Yet blaming someone serves no purpose, as it nearly always involves shaming the person who is at ‘fault’. Shaming is a tactic over used in the today’s fear based, judgemental and hate driven society.

Does anyone feel good to be blamed? No.

Does shaming that person make them less likely to commit the same ‘mistake’ again? No.

Or does it only serve to make them feel less worthy and demotivated? Yes.

Then there is the self-blame that we indulge in too, which is a by-product of the blaming culture. We see ourselves as the cause of something ‘it’s me, I’m the one to blame’, this where we have been conditioned to play the victim role.

The thing is blame and fault are not conducive to creating better outcomes, they are demotivating and more likely to continue to create less desirable outcomes. People fear the next shaming, blaming session, so they hold back on creating their best stuff. Safe becomes the norm.

If we accept that at the time people set out to do their best, sometimes the outcome is not what we desired, but all we can do is take the learning. Then apply that learning to the future, with the sole purpose of improving that outcome. We want people to be free to create their very best, and that will never happen if blame is in the equation.

If we look to praise, encourage and inspire by looking at what went right, rather than what went ‘wrong’, then better and better creations will evolve. If we focus on making ourselves and others feel worthy, if we are compassionate, empathetic and supportive, then future outcomes will only be better.

That is all we can do. Create an environment where people feel free to do their best.

• • •

To do:
- a) Reproduce the stretch of the passage on blame from "If we accept" through "do their best.".
- b) In the passage on blame, what becomes the norm when people fear the next shaming, blaming session?

Given data:

• • •

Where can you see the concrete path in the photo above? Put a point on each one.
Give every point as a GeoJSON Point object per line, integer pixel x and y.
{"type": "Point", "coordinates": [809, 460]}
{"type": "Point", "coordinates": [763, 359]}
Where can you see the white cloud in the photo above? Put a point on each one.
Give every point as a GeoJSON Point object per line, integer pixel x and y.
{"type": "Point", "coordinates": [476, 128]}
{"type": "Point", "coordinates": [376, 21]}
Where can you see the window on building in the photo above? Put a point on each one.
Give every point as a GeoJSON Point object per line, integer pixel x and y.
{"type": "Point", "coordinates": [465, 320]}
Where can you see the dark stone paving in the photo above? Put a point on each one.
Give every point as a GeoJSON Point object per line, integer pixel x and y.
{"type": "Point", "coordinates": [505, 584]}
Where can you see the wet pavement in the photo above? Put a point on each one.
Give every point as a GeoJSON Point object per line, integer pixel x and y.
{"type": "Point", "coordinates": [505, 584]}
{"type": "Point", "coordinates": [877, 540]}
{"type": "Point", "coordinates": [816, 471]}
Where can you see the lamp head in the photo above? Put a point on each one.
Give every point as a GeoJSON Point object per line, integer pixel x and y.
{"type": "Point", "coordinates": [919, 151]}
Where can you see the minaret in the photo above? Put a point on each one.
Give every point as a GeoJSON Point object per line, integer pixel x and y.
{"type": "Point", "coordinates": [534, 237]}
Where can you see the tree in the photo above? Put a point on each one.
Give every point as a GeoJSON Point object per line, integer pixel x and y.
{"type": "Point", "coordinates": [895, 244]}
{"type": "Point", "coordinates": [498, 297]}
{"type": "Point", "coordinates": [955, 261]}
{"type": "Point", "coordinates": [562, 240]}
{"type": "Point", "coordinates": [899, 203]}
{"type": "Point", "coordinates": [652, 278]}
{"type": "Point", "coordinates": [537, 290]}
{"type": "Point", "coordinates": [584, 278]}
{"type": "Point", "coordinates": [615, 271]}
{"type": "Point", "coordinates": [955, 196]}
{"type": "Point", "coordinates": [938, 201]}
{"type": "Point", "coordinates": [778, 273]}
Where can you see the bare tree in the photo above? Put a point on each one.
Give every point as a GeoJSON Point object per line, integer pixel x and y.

• • •

Final results:
- a)
If we accept that at the time people set out to do their best, sometimes the outcome is not what we desired, but all we can do is take the learning. Then apply that learning to the future, with the sole purpose of improving that outcome. We want people to be free to create their very best, and that will never happen if blame is in the equation.

If we look to praise, encourage and inspire by looking at what went right, rather than what went ‘wrong’, then better and better creations will evolve. If we focus on making ourselves and others feel worthy, if we are compassionate, empathetic and supportive, then future outcomes will only be better.

That is all we can do. Create an environment where people feel free to do their best.

- b) Safe becomes the norm.